> **EXTRACTED TEXT**:
▬▬▬▬▬▬

Jamie Smith / BNO080

Fully featured I2C and SPI driver for CEVA (Hilcrest)'s BNO080 and FSM300 Inertial Measurement Units.

Dependents:   BNO080-Examples BNO080-Examples

BNO080 Driver

by Jamie Smith / USC Rocket Propulsion Lab

After lots of development, we are proud to present our driver for the Hilcrest BNO080 IMU! This driver is inspired by SparkFun and Nathan Seidle's Arduino driver for this chip, but has been substantially rewritten and adapted.

It supports the main features of the chip, such as reading rotation and acceleration data, as well as some of its more esoteric functionality, such as counting steps and detecting whether the device is being hand-held.

Features

  • Support for 15 different data reports from the IMU, from acceleration to rotation to tap detection
  • Support for reading of sensor data, and automatic checking of update rate against allowed values in metadata
  • BNO_DEBUG switch enabling verbose, detailed output about communications with the chip for ease of debugging
  • Ability to tare sensor rotation and set mounting orientation
  • Can operate in several execution modes: polling I2C, polling SPI, and threaded SPI (which handles timing-critical functions in a dedicated thread, and automatically activates when the IMU has data available)
    • Also has experimental support for using asynchronous SPI transactions, allowing other threads to execute while communication with the BNO is occurring. Note that this functionality requires a patch to Mbed OS source code due to Mbed bug #13941
  • Calibration function
  • Reasonable code size for what you get: the library uses about 4K of flash and one instance of the object uses about 1700 bytes of RAM.

▬▬▬▬▬▬

> **TASK DETAILS**:
Answer these from the BNO080 driver page:
(a) Whose Arduino driver inspired this driver?
(b) About how much flash does the library use?
(c) Which Mbed bug number makes the experimental asynchronous SPI support need a patch to Mbed OS source code?

> **SOURCE EXCERPT**:
▬▬▬▬▬▬

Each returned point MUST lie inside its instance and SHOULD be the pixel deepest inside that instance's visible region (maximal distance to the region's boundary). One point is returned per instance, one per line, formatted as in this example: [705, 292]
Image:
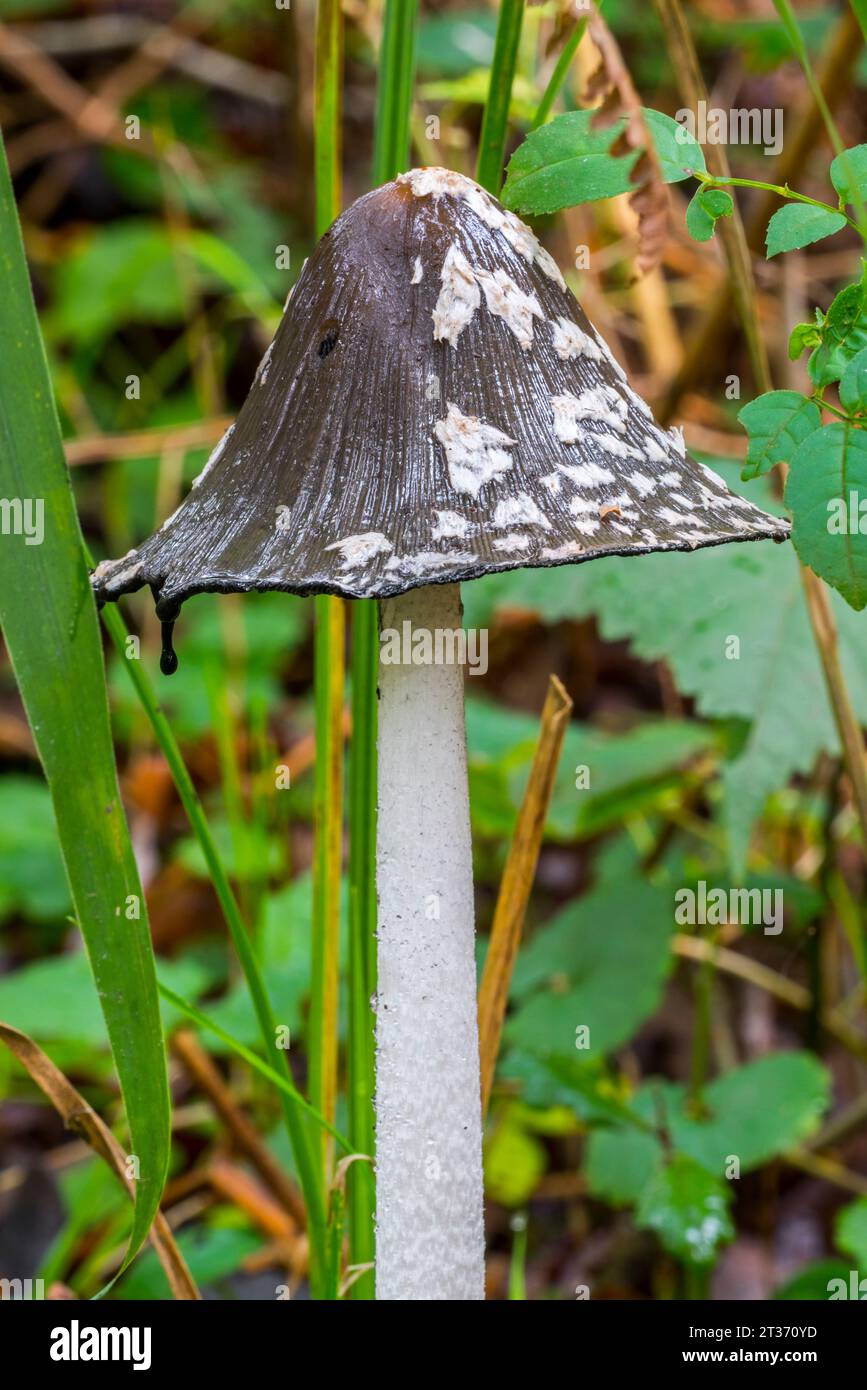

▬▬▬▬▬▬

> **CORRECT RESPONSE**:
(a) SparkFun and Nathan Seidle's
(b) About 4K
(c) #13941